**Tugas Singkat**
Ganti "center disc" dengan "seed head" pada baris-baris mulai dari baris yang memuat "target: sunflower center disc" sampai akhir entri, lalu tuliskan kembali baris-baris tersebut tanpa perubahan lain.

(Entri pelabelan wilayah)

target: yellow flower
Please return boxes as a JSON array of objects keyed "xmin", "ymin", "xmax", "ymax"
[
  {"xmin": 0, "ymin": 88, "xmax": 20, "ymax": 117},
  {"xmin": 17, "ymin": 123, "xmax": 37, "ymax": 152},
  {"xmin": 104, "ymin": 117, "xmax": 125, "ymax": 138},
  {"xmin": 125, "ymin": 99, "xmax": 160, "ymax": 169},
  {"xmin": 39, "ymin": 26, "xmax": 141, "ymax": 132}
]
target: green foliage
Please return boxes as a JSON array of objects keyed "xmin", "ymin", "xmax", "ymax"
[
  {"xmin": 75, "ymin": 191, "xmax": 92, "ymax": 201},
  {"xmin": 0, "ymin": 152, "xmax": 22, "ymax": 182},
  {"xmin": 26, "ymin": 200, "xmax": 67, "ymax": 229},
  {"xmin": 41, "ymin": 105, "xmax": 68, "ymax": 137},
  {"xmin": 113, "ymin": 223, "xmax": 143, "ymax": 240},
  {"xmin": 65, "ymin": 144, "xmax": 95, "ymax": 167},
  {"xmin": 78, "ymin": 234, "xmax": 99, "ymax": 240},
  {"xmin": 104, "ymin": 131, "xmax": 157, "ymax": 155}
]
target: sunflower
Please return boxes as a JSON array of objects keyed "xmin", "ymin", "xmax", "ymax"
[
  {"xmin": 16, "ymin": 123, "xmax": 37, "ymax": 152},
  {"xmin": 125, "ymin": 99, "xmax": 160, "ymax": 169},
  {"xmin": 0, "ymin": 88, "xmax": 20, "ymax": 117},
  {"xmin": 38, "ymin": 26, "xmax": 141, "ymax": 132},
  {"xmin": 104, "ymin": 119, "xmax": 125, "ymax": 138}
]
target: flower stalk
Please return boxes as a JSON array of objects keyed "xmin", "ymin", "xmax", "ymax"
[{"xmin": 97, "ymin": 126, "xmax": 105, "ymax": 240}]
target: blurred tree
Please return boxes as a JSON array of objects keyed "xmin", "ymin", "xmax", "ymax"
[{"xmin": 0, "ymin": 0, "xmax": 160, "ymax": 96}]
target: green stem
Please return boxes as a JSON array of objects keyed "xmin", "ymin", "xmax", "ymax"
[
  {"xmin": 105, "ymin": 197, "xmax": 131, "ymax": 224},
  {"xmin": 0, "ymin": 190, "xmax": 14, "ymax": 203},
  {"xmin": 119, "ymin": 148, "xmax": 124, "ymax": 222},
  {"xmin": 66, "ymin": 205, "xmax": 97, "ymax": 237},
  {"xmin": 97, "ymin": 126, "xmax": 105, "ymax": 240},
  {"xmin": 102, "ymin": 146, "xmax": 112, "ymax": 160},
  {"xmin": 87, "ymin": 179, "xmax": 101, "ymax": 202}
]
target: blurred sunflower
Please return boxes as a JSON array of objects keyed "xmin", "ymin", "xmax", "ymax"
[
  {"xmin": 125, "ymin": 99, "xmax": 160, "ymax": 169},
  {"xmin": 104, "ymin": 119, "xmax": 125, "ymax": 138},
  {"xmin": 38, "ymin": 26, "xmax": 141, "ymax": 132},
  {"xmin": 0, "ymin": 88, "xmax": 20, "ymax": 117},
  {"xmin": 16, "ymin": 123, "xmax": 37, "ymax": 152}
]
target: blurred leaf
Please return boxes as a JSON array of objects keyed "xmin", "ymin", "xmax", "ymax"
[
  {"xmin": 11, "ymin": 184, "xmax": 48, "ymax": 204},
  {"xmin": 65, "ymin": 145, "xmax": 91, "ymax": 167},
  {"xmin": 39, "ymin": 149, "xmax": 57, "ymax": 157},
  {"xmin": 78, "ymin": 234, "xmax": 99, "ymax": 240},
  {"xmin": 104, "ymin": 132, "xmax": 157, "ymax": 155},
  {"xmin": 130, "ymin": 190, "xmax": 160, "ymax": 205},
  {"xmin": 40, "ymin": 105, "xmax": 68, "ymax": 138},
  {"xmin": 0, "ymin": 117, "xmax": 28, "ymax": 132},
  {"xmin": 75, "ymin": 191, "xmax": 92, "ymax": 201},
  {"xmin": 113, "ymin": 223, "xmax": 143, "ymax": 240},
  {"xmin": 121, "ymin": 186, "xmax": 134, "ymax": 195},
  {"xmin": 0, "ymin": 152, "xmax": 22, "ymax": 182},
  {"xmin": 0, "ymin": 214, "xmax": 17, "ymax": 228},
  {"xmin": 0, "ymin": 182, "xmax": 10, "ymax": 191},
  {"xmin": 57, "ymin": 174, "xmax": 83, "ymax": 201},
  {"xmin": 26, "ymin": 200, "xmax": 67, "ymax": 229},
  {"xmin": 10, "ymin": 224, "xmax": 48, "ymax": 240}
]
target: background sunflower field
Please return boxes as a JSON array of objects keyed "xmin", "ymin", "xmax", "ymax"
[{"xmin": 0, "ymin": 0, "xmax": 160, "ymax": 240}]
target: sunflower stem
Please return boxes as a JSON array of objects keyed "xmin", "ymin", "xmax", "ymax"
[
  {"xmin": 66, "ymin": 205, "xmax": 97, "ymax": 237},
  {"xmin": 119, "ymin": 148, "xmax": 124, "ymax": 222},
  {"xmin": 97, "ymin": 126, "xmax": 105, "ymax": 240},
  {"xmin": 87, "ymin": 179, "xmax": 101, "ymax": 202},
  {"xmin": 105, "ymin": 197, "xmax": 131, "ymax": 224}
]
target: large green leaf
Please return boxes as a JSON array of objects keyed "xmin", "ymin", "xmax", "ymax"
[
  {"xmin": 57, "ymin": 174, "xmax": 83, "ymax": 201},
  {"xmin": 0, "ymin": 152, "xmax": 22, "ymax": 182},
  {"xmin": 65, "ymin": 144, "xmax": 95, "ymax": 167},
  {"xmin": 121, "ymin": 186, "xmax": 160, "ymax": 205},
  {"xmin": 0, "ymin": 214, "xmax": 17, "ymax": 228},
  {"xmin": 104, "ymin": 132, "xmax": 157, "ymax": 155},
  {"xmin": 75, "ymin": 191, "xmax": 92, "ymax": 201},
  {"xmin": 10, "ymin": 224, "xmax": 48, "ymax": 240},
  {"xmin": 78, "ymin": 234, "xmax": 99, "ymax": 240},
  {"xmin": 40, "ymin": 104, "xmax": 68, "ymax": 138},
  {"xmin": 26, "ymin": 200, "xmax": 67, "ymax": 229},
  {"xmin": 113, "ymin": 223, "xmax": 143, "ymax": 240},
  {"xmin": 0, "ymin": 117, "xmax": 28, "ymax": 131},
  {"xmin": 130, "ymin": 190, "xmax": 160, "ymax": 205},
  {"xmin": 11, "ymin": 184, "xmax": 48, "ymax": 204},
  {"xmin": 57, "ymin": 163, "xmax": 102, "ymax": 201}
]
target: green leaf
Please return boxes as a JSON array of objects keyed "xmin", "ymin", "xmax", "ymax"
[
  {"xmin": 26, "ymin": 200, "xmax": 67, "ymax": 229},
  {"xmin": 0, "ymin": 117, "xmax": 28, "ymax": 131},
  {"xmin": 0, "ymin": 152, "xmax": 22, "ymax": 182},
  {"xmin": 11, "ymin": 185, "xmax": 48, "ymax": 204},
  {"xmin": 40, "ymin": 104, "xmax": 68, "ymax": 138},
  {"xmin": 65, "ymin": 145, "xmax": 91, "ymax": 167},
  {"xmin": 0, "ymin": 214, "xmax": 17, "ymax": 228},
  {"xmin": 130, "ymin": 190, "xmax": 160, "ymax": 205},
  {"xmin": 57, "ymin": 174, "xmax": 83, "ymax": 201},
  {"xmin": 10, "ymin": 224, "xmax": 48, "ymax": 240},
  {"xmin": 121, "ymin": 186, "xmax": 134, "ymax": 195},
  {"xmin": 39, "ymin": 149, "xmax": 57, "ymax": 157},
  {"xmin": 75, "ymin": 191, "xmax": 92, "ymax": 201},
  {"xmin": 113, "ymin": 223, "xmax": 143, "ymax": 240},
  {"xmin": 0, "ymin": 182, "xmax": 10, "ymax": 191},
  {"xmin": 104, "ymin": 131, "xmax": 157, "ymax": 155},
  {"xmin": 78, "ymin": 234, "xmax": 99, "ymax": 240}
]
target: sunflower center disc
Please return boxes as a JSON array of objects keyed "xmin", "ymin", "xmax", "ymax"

**Keluaran Lengkap**
target: sunflower seed head
Please return boxes as a JSON array of objects keyed "xmin", "ymin", "xmax", "ymax"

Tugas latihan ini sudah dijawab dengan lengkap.